*EXERCISE INSTRUCTIONS*. Each record below must be returned exactly, with no line left out.

=== PROVIDED DATA ===

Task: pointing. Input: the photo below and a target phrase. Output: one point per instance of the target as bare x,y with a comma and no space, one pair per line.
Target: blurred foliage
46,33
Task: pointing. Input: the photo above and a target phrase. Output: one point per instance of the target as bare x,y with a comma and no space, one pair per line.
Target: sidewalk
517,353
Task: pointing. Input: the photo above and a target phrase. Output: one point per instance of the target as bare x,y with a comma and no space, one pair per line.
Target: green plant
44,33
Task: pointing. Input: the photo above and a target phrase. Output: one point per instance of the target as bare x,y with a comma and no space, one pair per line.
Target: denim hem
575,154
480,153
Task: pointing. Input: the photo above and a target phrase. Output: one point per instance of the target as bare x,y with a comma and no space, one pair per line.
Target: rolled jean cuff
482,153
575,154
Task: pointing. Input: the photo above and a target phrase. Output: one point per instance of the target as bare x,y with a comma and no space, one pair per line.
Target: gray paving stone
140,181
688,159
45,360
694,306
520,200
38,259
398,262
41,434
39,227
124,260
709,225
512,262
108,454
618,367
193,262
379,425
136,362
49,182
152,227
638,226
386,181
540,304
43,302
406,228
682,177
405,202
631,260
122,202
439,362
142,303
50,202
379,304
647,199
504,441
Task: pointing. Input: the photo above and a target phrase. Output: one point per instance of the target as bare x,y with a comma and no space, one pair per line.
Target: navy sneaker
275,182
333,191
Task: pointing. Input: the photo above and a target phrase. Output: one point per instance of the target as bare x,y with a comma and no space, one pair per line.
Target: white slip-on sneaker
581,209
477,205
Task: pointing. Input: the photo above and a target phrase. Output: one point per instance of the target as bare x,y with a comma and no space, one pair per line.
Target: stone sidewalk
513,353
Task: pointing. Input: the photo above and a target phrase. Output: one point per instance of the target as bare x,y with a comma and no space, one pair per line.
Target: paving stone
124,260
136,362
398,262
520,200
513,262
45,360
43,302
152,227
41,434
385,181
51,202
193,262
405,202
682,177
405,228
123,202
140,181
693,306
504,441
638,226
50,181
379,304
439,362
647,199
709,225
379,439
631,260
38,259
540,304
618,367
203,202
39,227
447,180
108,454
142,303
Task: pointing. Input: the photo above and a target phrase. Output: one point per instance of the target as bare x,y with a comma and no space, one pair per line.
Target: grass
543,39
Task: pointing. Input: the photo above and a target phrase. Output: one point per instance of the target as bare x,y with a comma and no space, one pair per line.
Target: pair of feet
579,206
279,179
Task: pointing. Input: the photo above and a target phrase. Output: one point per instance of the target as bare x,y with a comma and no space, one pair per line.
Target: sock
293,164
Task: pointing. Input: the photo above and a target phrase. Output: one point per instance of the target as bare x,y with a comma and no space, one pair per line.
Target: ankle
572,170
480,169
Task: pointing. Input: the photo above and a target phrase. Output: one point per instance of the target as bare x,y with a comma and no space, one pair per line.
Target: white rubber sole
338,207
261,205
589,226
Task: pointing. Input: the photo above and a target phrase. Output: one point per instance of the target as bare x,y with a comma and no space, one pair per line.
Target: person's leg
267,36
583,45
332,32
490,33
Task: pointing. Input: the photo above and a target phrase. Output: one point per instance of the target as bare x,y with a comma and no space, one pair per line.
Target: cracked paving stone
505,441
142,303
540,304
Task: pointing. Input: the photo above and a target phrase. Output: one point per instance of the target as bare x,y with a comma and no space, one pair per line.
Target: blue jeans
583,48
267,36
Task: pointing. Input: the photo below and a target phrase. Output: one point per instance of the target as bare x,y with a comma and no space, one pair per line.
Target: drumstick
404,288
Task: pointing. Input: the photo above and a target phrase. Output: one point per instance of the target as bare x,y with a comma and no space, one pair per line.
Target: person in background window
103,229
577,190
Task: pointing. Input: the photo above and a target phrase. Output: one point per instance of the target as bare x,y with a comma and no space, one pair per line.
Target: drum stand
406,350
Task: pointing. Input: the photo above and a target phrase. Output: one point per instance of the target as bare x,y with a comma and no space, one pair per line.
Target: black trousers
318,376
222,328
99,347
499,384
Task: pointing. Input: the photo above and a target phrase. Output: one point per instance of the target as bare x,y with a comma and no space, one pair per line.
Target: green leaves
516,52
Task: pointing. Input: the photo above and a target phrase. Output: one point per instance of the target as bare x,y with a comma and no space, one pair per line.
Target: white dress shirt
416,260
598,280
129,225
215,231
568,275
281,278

===

*RESPONSE BOX*.
Task: pointing. Input: the photo below and a target phrase. Output: one point per instance of the target as bare x,y with a comma and no space, one pair per line.
Target: blurred foliage
46,33
Task: pointing. Input: the photo above and a target phrase. Output: one point per instance of the target as bare x,y with a comma and no space, one pair per line.
Target: sidewalk
517,353
Task: pointing. Input: the photo above and a target phrase. Output: one point per instance of the target as bare x,y with a comma and no space, one pair per line.
Target: green plant
44,33
Task: pointing. Input: the photo above and a target phrase. Output: one point per instance of the target as bare x,y with a comma and no space, one pair per line.
Target: denim hem
575,154
480,153
Task: pointing. Input: the photo above and a target phrase. Output: one point per instance of the target as bare x,y with a comma and no space, one pair per line.
Target: rolled jean cuff
482,153
575,154
Task: pointing. Input: the photo above and a target phrase. Output: one point per instance of the target as bare x,y with a comma and no space, one pair per line.
Target: gray paving stone
140,181
688,159
45,360
694,306
520,200
38,259
398,262
41,434
39,227
124,260
709,225
512,262
108,454
618,367
193,262
379,425
136,362
49,182
152,227
638,226
386,181
540,304
43,302
406,228
682,177
405,202
631,260
122,202
439,362
142,303
50,202
379,304
647,199
504,441
Task: pointing. Input: the photo above and a target phrase. Output: one point per instance of the target as bare x,y with a comma and no space, one pair per line.
Target: navy sneaker
275,182
333,191
Task: pointing. Input: the photo above and a target phrase. Output: one point per instance of the target as bare x,y with a comma and no space, one pair per line.
Target: white slip-on sneaker
581,209
477,205
Task: pointing. Input: the photo above and a target phrase. Output: one point per instance of the target as bare x,y with a comma and no space, one pair per line.
Target: stone sidewalk
513,353
Task: pointing. Input: the photo above and a target phrase. Output: one point per instance of the target as bare x,y with a comma and no space, one pair per line.
Target: paving stone
124,260
136,362
398,262
520,200
513,262
45,360
43,302
152,227
41,434
385,181
51,202
193,262
405,202
682,177
405,228
123,202
140,181
693,306
504,441
638,226
50,181
379,304
439,362
647,199
709,225
379,439
631,260
38,259
540,304
618,367
203,202
39,227
447,180
108,454
142,303
Task: pointing. Input: the photo above and a target phrase. Output: one point per instance of the target as bare x,y with a comma and no space, one pair per line.
Target: grass
543,39
Task: pointing. Input: the photo above and a target phrase. Output: one point per instance of the target as bare x,y with a comma and no space, one pair per line.
Target: pair of feet
579,206
279,179
Task: pointing. Input: the photo above and a target phrase. Output: one point per instance of the target as bare x,y with a comma and no space, one pair per line.
Target: sock
293,164
Task: pointing. Input: the photo above and a target phrase. Output: one point per instance of the target as bare x,y with a comma and no space, one pair per line.
Target: ankle
572,170
480,169
Task: pointing. Input: the photo above and a target phrase. Output: one point per instance of the target as bare x,y with a comma and no space, one pair per line.
Target: white rubber sole
338,207
261,205
589,226
Task: pointing. Input: the photo above and a target phrase. Output: one point per instance of the target as bare x,y with a comma and no space, one pair per line.
Target: person's leg
267,36
583,45
332,32
490,33
Task: pointing. Input: the photo above and a target phrase. Output: one point per instance of the target as bare x,y with a comma and no space, one pair per line.
Target: cracked paving stone
505,441
142,303
540,304
Task: pointing. Input: the photo above and a target phrase. Output: one point per instance of the target as bare x,y with a comma and no space, one pair per line.
Target: blue jeans
583,48
267,36
Task: pointing. Input: the photo below and a target phrase. Output: one point per instance of the target as bare x,y with a comma and no space, one pair per line.
Target: drumstick
404,288
Task: pointing. Input: the photo above and a target phrase. Output: one point per instance of the target as bare x,y with a comma and no space, one pair per line.
Target: person in background window
103,229
577,190
Task: pointing. Input: the photo above and a target phrase. Output: one point per instance of the target as bare x,y with a comma and no space, one pair per line.
Target: drum stand
406,350
Task: pointing. Input: the photo above and a target phrase. Output: one point per instance of the target as bare x,y with a comma and no space, one pair per line.
Target: black trousers
318,376
222,328
99,347
499,384
Task: pointing. Input: the photo above and a target phrase. Output: one point per instance of the target as bare x,y with a comma and no space, one pair per line.
Target: green leaves
516,52
Task: pointing. Input: the photo above and a target phrase. Output: one point per instance of the target as bare x,y with a comma and no space, one pair per line.
Target: white dress shirt
416,260
598,280
129,225
215,231
568,275
281,278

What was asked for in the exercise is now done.